_REQUEST:_ Present each line of the listing below as a numbered list, skipping any blank lines.

_Spatial annotation records:_
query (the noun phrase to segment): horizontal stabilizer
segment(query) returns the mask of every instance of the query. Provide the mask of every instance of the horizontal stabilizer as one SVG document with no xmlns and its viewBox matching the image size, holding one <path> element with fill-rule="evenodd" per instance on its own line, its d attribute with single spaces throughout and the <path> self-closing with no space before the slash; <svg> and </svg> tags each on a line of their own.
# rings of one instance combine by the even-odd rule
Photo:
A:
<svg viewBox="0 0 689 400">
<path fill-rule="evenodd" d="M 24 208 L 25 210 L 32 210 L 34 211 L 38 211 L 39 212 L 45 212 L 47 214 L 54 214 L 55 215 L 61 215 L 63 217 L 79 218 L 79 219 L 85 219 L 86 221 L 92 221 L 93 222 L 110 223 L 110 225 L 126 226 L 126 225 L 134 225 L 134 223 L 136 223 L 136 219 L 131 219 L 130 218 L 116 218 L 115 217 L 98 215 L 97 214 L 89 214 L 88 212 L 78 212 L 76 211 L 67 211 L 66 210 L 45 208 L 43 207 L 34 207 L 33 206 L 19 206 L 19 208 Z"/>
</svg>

_SOLUTION FOR THIS PROBLEM:_
1. query (the noun phrase to segment): horizontal stabilizer
2. segment(query) returns the mask of every instance of the query. Provide the mask of every instance of the horizontal stabilizer as one SVG document with no xmlns and its viewBox matching the image size, holding one <path> element with fill-rule="evenodd" per instance on its own line, its d attribute with single spaces throughout and the <path> self-closing with no space before the slash; <svg> and </svg> tags each on a line of their own.
3. # rings of one instance combine by the even-odd rule
4. Photo:
5. A:
6. <svg viewBox="0 0 689 400">
7. <path fill-rule="evenodd" d="M 24 208 L 25 210 L 32 210 L 34 211 L 38 211 L 39 212 L 45 212 L 47 214 L 54 214 L 55 215 L 61 215 L 63 217 L 79 218 L 79 219 L 85 219 L 86 221 L 92 221 L 93 222 L 110 223 L 110 225 L 126 226 L 126 225 L 134 225 L 134 223 L 136 223 L 136 219 L 131 219 L 130 218 L 116 218 L 115 217 L 98 215 L 97 214 L 89 214 L 88 212 L 78 212 L 76 211 L 67 211 L 66 210 L 45 208 L 43 207 L 34 207 L 33 206 L 19 206 L 19 208 Z"/>
8. </svg>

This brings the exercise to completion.